• Region pointing data:
^^^^^^^^^^^^^^^^
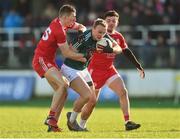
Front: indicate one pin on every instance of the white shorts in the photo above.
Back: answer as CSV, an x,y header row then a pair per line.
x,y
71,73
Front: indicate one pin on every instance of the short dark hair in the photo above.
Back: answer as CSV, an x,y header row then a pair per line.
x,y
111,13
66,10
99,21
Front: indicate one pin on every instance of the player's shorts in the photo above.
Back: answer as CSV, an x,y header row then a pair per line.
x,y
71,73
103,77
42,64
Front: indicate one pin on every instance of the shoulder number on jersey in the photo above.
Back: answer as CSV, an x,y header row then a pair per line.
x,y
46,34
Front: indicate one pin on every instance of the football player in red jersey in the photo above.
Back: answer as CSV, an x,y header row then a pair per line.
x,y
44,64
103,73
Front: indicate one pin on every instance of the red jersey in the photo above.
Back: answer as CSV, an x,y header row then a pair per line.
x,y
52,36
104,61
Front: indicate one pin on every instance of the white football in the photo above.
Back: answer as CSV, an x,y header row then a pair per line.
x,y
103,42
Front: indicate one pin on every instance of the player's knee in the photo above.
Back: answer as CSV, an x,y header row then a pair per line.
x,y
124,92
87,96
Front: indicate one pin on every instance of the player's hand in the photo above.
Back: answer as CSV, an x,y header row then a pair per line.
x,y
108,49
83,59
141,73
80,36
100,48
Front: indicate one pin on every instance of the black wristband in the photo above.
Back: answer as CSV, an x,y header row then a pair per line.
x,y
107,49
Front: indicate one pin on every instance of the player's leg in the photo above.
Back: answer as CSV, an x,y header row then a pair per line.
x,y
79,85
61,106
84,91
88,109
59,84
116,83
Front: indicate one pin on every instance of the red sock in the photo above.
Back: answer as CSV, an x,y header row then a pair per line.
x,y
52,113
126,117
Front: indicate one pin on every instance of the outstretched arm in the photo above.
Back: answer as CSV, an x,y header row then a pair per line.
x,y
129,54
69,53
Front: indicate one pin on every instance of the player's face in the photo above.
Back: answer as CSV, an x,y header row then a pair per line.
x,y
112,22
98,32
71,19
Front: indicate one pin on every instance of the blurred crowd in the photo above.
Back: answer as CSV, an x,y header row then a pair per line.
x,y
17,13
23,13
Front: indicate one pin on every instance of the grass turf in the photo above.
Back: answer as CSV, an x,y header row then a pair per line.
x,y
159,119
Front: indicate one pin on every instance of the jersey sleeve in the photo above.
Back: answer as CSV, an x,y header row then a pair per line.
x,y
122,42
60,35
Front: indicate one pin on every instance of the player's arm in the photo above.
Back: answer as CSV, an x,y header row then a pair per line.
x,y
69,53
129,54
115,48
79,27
^^^^^^^^^^^^^^^^
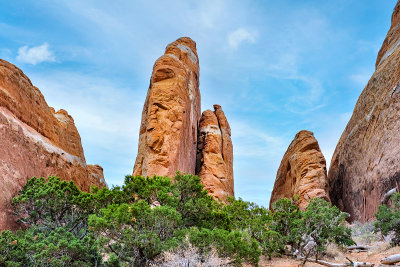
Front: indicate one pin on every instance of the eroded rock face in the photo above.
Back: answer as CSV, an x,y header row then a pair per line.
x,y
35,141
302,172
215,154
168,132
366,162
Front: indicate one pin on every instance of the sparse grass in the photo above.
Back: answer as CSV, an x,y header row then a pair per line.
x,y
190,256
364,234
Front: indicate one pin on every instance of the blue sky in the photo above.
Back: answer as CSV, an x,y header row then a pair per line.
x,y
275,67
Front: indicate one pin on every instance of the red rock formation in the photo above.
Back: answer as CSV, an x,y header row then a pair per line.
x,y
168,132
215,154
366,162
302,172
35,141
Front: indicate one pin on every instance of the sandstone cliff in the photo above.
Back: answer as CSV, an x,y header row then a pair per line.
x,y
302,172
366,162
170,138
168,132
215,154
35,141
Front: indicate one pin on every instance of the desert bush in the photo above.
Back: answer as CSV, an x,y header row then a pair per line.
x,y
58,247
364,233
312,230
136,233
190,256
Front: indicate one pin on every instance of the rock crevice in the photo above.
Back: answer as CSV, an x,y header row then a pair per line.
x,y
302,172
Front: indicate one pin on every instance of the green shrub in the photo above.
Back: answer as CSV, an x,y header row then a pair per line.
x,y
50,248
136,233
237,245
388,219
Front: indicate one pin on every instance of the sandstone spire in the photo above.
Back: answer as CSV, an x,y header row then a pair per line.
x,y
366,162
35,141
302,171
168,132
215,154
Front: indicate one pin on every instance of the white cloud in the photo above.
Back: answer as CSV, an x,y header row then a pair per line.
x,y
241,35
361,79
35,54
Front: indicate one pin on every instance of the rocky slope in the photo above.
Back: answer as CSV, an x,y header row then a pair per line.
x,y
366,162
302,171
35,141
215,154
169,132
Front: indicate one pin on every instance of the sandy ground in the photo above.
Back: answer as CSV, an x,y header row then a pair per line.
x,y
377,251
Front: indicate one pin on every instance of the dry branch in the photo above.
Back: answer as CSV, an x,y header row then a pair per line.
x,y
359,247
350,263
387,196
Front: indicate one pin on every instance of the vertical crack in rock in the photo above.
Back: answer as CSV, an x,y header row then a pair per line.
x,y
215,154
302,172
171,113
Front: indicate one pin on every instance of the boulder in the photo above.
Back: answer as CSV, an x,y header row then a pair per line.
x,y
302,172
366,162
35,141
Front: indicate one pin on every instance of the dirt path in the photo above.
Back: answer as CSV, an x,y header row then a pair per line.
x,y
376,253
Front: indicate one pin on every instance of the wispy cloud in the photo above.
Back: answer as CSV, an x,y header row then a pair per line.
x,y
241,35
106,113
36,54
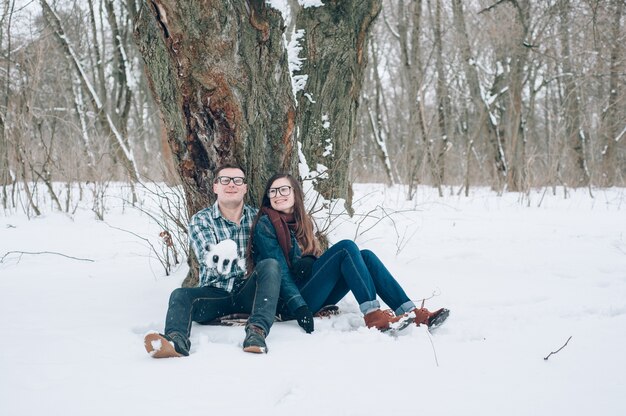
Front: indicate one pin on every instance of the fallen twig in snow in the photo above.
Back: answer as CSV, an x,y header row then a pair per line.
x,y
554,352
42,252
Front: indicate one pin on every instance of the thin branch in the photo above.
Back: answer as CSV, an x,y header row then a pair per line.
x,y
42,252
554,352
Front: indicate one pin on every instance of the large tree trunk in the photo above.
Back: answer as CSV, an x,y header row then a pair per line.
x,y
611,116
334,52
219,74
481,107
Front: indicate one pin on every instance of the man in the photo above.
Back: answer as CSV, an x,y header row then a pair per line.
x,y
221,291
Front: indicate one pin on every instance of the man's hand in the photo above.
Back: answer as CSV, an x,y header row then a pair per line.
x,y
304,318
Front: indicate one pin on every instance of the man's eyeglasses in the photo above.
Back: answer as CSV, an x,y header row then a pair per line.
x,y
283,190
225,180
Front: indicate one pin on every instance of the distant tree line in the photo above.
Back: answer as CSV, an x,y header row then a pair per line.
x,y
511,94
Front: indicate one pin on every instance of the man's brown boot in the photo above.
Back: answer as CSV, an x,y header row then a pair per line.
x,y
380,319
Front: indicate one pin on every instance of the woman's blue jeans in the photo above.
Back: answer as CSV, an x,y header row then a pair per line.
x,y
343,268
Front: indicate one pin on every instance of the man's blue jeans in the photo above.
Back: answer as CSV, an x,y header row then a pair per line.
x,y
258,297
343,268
^^^^^^^^^^^^^^^^
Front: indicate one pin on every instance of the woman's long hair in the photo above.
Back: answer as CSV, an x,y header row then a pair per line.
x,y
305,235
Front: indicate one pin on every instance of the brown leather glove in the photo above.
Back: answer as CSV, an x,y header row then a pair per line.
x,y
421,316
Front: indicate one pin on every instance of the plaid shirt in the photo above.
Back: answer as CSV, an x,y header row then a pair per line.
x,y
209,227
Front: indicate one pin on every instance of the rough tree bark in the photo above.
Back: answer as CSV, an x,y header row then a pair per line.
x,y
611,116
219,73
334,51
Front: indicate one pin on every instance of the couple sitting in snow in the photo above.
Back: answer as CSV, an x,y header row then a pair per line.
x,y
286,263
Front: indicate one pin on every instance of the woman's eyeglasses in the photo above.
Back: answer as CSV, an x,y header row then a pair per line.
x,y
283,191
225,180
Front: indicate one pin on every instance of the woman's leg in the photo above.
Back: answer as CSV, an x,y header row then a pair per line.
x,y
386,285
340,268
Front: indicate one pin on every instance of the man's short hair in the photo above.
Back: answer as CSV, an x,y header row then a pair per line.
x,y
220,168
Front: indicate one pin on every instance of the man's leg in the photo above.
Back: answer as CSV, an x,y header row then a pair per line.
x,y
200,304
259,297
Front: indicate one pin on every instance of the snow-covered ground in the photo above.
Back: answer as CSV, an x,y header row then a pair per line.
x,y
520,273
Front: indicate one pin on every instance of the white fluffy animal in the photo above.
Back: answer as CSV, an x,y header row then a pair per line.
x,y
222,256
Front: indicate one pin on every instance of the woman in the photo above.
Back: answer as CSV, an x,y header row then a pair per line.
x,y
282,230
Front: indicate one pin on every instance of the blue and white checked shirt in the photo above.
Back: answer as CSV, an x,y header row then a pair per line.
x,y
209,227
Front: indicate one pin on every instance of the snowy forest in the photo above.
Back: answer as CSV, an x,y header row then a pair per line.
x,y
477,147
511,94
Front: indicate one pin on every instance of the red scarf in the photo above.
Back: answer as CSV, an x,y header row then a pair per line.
^^^^^^^^^^^^^^^^
• Exercise goal:
Could you return exactly the stretch of the data above that starts at the line with "Front: indicate one pin on every instance of the player's face" and ends at the line with "Front: indicate one pin on every instance of the blurred", both lines included?

• Response:
Front: indicate one pin on every instance of the player's face in the photo above.
Back: answer as CSV, an x,y header row then a pair per line.
x,y
112,22
98,32
71,19
Front: indicate one pin on every instance of the blurred crowd in the photo above.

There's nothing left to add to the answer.